-- FRAGMENTO PROPORCIONADO --
════════════════════
A mí me recetan sábila a veces. Marcelina me ve pelado y se solidariza poniendo el cactus gelatinoso camuflado en mi combinado para que me crezca el pelo. Celinda por su parte, no escatima en palta porque notó que me desvivo por la cremosidad de esta fruta y que siento una experiencia religiosa cuando se desborda de mi pan. A veces al kit le sumo chocolatada-leche de vaca calientita con barra de cacao derretida-y aunque esté fuera de la carta, me permite meterle café pasado a mi gusto, lo que generalmente, es bastante. Así, te engríen de a poquitos y te sientes bien, en casa en una ciudad donde no naciste y que mientras vas por el cuarto vaso, piensas que realmente podías vivir siempre aquí. Luego me dan aumentito y yo también le quiero dar aumentito a mi vida, mientras haya Cusco.
════════════════════
-- TAREAS POR REALIZAR --
1. Enumera, sin repetir ninguna, las palabras en diminutivo terminadas en -ito, -ita, -itos o -itas que aparecen en el fragmento.
2. Por favor, reproduce tal cual el pasaje del fragmento que comienza en "A mí me recetan" y termina en "mientras haya Cusco.".

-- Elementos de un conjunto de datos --
════════════════════
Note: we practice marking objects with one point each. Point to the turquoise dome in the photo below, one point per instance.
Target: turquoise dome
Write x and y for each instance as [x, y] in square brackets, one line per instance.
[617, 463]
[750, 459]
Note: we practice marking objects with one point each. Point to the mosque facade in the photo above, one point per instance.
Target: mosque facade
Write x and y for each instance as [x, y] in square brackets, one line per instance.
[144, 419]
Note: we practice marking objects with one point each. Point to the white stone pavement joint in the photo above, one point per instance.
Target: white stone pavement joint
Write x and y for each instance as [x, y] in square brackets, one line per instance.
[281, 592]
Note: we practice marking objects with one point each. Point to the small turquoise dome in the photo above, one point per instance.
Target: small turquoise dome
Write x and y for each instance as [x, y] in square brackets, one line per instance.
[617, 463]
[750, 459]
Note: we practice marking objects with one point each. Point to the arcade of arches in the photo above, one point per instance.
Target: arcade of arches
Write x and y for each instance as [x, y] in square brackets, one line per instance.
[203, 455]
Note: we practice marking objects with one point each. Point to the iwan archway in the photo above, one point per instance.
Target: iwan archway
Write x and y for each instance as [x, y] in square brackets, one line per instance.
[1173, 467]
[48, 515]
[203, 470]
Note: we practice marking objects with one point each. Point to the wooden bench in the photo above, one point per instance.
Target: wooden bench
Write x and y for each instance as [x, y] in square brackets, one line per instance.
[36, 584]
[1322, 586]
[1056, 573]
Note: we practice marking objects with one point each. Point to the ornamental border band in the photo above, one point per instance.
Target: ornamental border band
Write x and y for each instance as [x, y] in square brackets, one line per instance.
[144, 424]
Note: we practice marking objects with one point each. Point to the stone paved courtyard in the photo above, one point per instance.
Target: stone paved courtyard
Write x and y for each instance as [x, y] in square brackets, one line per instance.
════════════════════
-- RESPUESTAS ESPERADAS --
1. calientita, poquitos, aumentito

2.
A mí me recetan sábila a veces. Marcelina me ve pelado y se solidariza poniendo el cactus gelatinoso camuflado en mi combinado para que me crezca el pelo. Celinda por su parte, no escatima en palta porque notó que me desvivo por la cremosidad de esta fruta y que siento una experiencia religiosa cuando se desborda de mi pan. A veces al kit le sumo chocolatada-leche de vaca calientita con barra de cacao derretida-y aunque esté fuera de la carta, me permite meterle café pasado a mi gusto, lo que generalmente, es bastante. Así, te engríen de a poquitos y te sientes bien, en casa en una ciudad donde no naciste y que mientras vas por el cuarto vaso, piensas que realmente podías vivir siempre aquí. Luego me dan aumentito y yo también le quiero dar aumentito a mi vida, mientras haya Cusco.